=== Section Start ===
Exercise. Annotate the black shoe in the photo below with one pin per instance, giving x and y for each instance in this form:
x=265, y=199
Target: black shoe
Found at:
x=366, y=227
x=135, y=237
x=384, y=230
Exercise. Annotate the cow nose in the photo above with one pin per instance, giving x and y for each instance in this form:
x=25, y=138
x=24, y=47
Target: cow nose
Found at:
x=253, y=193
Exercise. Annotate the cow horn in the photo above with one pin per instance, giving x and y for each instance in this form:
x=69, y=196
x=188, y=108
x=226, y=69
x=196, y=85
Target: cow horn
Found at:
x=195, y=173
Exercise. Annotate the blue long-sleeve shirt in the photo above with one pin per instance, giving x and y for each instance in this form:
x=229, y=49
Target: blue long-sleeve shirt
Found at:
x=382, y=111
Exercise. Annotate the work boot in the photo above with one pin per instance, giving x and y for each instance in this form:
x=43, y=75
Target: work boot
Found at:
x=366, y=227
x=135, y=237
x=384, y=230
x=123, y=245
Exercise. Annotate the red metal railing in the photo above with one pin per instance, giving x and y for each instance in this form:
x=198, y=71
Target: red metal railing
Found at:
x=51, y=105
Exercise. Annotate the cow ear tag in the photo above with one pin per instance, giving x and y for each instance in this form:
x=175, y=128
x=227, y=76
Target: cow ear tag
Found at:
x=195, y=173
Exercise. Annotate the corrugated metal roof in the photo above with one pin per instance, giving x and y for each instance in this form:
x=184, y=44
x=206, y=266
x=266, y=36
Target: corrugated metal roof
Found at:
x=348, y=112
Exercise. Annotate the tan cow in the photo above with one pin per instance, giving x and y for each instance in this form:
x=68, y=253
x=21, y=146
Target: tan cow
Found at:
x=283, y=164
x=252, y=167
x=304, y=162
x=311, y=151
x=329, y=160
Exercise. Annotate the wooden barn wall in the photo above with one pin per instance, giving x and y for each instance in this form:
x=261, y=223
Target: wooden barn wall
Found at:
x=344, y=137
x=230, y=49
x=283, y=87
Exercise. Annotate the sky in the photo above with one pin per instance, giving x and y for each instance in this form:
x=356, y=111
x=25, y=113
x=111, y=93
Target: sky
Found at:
=== Section End ===
What you need to do:
Search the lines above for the string "wall", then show every one that has it.

Output of the task:
Exercise. Annotate the wooden barn wall in the photo above with one pin per instance, giving x and y for each instance in this form:
Target: wooden barn wall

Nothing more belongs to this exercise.